* _What to work on_
Find and copy each line of the records where the string "striped" shows up.

Recorded data
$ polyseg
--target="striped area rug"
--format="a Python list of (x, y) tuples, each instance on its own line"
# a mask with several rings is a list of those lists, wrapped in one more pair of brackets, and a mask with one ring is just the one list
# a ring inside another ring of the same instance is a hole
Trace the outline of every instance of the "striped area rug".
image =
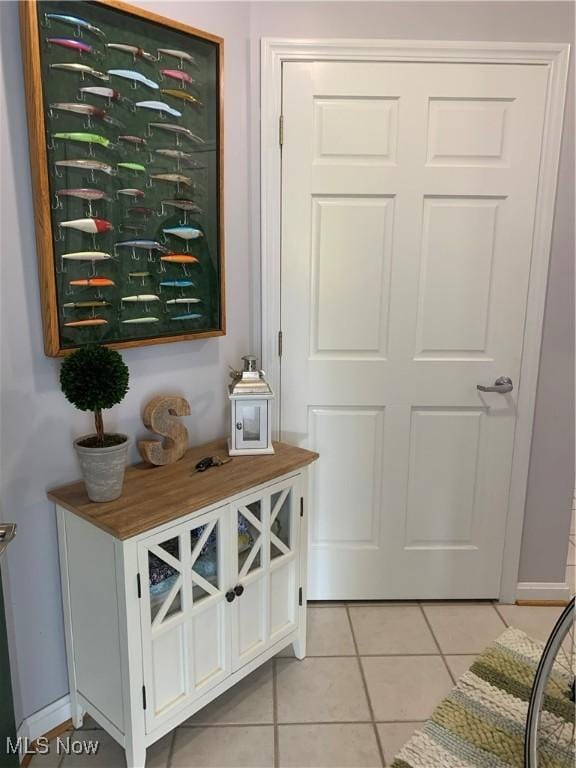
[[(460, 678), (391, 768), (524, 768), (528, 700), (543, 647), (524, 632), (507, 629)], [(566, 690), (568, 676), (560, 668), (553, 674)], [(565, 736), (547, 745), (542, 766), (574, 768), (572, 729), (562, 728), (574, 723), (574, 704), (560, 692), (551, 695), (543, 717)]]

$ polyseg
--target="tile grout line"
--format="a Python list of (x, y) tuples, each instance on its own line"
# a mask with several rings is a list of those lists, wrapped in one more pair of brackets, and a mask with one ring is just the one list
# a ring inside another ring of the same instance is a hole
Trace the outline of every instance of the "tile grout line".
[(171, 768), (172, 766), (172, 758), (174, 757), (174, 747), (176, 746), (176, 731), (179, 730), (178, 728), (174, 728), (172, 731), (172, 738), (170, 740), (170, 746), (168, 747), (168, 759), (166, 760), (166, 768)]
[(510, 626), (510, 624), (508, 624), (508, 622), (506, 621), (506, 619), (504, 618), (504, 616), (503, 616), (503, 615), (500, 613), (500, 611), (498, 610), (498, 606), (496, 605), (496, 603), (492, 603), (492, 608), (494, 608), (494, 610), (496, 611), (496, 615), (498, 616), (498, 618), (500, 619), (500, 621), (501, 621), (501, 622), (504, 624), (504, 626), (506, 627), (506, 629), (508, 629), (508, 627)]
[(428, 627), (428, 631), (432, 635), (432, 639), (434, 640), (434, 643), (436, 644), (436, 648), (438, 648), (438, 653), (440, 654), (440, 657), (442, 661), (444, 662), (444, 666), (446, 667), (446, 671), (448, 672), (448, 675), (450, 677), (450, 680), (452, 680), (452, 684), (456, 685), (456, 678), (452, 674), (452, 670), (448, 666), (448, 662), (446, 661), (446, 657), (444, 656), (444, 652), (442, 651), (442, 648), (440, 647), (440, 643), (438, 642), (438, 638), (434, 634), (434, 630), (432, 629), (432, 624), (430, 624), (430, 620), (428, 616), (426, 616), (426, 611), (424, 610), (424, 606), (421, 602), (418, 602), (418, 607), (420, 608), (420, 612), (422, 613), (422, 616), (424, 617), (424, 621), (426, 622), (426, 626)]
[(380, 763), (382, 766), (386, 765), (384, 760), (384, 748), (380, 741), (380, 734), (378, 733), (378, 726), (376, 725), (376, 719), (374, 717), (374, 708), (372, 707), (372, 701), (370, 699), (370, 693), (368, 692), (368, 684), (366, 683), (366, 675), (364, 674), (364, 667), (362, 666), (362, 659), (360, 658), (360, 650), (358, 648), (358, 642), (356, 640), (356, 633), (354, 632), (354, 625), (352, 624), (352, 616), (350, 615), (350, 606), (348, 603), (344, 604), (346, 610), (346, 616), (348, 617), (348, 624), (350, 626), (350, 632), (352, 634), (352, 642), (354, 643), (354, 649), (356, 651), (356, 660), (358, 662), (358, 668), (360, 670), (360, 678), (362, 679), (362, 685), (364, 686), (364, 694), (368, 703), (368, 711), (370, 712), (370, 718), (372, 721), (372, 728), (374, 730), (374, 736), (376, 737), (376, 746), (378, 748), (378, 754), (380, 755)]
[[(435, 654), (437, 656), (438, 654)], [(333, 657), (340, 658), (340, 657)], [(346, 657), (348, 658), (348, 657)], [(420, 720), (414, 720), (409, 718), (408, 720), (375, 720), (378, 724), (394, 724), (394, 723), (419, 723), (424, 722)], [(198, 723), (197, 725), (179, 725), (175, 728), (175, 731), (180, 731), (182, 728), (186, 730), (202, 730), (203, 728), (266, 728), (272, 727), (273, 723)], [(372, 720), (289, 720), (285, 723), (279, 723), (282, 727), (285, 725), (372, 725)]]
[(277, 662), (276, 657), (272, 659), (272, 723), (274, 728), (274, 768), (280, 765), (280, 744), (278, 729), (278, 685), (277, 685)]

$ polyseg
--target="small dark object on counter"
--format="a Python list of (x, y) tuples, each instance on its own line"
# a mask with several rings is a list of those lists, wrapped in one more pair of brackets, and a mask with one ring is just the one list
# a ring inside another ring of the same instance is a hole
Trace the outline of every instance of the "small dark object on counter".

* _Answer area_
--target="striped area rug"
Trace the outline of every instance of the "striped area rug".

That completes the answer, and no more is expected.